[What you should do]: Write out exactly, with no other output, the lines below from the one that contains "the dining table" through the end.

# START OF Supplied material

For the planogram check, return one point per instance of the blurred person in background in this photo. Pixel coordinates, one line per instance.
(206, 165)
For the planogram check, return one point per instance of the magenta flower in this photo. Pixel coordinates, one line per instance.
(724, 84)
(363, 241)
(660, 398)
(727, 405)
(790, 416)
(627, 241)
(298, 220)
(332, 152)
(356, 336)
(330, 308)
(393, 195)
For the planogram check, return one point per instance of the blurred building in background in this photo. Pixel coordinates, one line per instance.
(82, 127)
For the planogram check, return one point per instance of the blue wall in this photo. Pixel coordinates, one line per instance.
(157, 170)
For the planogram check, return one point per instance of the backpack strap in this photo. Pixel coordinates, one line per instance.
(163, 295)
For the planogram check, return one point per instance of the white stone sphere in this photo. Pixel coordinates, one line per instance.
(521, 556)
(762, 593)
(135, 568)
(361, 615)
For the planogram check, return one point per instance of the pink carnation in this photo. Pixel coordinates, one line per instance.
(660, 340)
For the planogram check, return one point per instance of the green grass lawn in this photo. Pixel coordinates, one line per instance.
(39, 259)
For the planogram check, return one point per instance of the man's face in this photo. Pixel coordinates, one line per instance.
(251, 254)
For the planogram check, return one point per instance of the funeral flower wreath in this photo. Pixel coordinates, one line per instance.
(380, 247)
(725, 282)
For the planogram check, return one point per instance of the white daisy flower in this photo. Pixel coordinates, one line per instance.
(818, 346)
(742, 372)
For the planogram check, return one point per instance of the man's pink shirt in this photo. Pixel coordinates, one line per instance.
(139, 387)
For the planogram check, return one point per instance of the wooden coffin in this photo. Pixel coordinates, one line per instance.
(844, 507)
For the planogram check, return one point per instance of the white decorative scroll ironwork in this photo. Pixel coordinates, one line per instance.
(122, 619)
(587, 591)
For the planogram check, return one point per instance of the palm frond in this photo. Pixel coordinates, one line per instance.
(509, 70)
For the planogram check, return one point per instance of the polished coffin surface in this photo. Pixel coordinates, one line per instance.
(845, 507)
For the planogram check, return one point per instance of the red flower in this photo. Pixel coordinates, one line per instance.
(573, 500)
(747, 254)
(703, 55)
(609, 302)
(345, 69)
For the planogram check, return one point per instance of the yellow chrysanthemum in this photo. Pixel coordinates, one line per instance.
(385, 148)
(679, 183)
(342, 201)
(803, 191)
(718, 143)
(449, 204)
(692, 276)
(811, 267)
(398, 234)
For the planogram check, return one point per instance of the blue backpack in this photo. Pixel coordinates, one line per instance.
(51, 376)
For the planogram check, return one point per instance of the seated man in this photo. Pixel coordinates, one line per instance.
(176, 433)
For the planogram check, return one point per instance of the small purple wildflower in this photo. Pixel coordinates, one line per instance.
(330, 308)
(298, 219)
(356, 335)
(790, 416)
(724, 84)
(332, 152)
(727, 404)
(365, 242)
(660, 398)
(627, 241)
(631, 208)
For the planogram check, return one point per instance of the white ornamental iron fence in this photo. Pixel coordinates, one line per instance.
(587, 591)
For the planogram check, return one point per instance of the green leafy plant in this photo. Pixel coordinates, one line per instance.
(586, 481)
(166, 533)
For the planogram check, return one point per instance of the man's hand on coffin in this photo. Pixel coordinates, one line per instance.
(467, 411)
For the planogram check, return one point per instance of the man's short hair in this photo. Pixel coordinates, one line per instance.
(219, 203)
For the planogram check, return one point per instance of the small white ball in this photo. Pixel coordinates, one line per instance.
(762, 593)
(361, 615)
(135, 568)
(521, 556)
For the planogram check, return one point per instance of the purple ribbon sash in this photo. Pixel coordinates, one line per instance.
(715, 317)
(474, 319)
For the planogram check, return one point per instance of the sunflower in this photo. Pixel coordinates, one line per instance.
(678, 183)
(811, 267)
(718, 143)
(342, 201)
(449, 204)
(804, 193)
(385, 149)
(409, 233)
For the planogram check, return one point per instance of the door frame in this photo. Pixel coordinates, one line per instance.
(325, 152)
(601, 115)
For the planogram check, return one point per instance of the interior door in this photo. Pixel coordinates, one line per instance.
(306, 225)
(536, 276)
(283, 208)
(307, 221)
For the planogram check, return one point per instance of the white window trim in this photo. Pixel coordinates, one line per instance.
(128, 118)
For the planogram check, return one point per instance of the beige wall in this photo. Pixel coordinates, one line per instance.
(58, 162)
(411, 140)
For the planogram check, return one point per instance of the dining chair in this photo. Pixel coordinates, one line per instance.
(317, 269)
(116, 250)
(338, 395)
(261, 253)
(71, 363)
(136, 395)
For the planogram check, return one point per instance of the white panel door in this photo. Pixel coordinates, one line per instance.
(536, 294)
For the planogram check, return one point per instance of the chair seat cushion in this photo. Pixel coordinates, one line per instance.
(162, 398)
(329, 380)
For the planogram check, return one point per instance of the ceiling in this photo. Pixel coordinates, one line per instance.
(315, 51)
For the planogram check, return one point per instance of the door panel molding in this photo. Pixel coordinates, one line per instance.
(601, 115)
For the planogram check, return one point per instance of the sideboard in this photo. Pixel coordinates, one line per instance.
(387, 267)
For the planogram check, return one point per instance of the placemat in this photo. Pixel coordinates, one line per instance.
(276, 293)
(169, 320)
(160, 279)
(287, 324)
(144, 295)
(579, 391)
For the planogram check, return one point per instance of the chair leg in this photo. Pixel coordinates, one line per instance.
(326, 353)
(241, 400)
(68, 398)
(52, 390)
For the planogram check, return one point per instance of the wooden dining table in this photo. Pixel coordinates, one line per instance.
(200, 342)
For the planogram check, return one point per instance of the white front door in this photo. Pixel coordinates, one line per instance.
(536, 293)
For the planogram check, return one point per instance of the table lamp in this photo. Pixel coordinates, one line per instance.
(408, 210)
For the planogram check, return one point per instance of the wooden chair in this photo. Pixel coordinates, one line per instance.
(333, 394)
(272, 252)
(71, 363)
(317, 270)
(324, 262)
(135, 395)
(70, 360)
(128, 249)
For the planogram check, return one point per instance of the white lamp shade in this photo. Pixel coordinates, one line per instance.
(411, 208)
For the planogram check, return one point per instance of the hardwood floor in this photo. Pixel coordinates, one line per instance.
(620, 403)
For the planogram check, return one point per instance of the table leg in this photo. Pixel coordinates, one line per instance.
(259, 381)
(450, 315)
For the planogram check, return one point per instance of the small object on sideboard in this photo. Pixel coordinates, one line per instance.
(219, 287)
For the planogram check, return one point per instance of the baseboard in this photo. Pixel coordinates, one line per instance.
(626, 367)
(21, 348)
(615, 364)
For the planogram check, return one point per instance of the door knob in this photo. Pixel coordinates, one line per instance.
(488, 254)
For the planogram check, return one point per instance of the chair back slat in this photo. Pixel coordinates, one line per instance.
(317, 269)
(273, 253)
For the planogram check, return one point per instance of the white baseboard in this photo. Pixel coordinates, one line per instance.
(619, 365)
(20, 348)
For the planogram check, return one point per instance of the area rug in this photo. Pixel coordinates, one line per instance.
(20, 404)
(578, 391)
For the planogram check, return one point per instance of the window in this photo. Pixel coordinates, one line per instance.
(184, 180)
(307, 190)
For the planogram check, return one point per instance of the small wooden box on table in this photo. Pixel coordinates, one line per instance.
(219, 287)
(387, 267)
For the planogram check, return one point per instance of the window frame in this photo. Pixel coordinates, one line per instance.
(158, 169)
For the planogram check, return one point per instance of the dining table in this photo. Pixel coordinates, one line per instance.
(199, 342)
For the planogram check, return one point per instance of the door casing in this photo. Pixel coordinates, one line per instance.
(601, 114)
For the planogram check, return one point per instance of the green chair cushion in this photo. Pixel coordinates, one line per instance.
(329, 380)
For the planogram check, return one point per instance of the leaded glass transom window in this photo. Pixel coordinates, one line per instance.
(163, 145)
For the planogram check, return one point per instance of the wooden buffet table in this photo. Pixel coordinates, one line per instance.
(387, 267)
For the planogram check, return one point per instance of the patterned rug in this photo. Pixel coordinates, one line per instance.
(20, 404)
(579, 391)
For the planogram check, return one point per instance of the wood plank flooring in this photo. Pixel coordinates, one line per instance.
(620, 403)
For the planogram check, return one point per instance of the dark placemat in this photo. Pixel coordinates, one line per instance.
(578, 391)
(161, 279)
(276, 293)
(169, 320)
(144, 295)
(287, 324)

# END OF Supplied material

[Response to this exercise]:
For the planogram check, return one point per instance of the dining table in this photo. Pixel coordinates, one line per instance.
(199, 342)
For the planogram check, return one point per instance of the door casing in this photo. Pixel coordinates, one line per instance.
(601, 114)
For the planogram check, return one point per instance of the green chair cushion in this photo. Pixel coordinates, one line per instance.
(329, 380)
For the planogram check, return one point per instance of the leaded glass transom window in this photo. Pixel coordinates, one line per instance.
(163, 145)
For the planogram check, return one point per instance of the wooden buffet table in this photo. Pixel coordinates, one line per instance.
(387, 267)
For the planogram check, return one point per instance of the patterned rug in this photo. Pixel coordinates, one line per instance.
(20, 404)
(579, 391)
For the planogram check, return one point per instance of the wood plank flooring in this photo. Pixel coordinates, one line per instance.
(620, 403)
For the planogram check, return one point per instance of the dark placemat in this photo. Pixel coordinates, one line per instance.
(578, 391)
(161, 279)
(276, 293)
(169, 320)
(144, 295)
(287, 324)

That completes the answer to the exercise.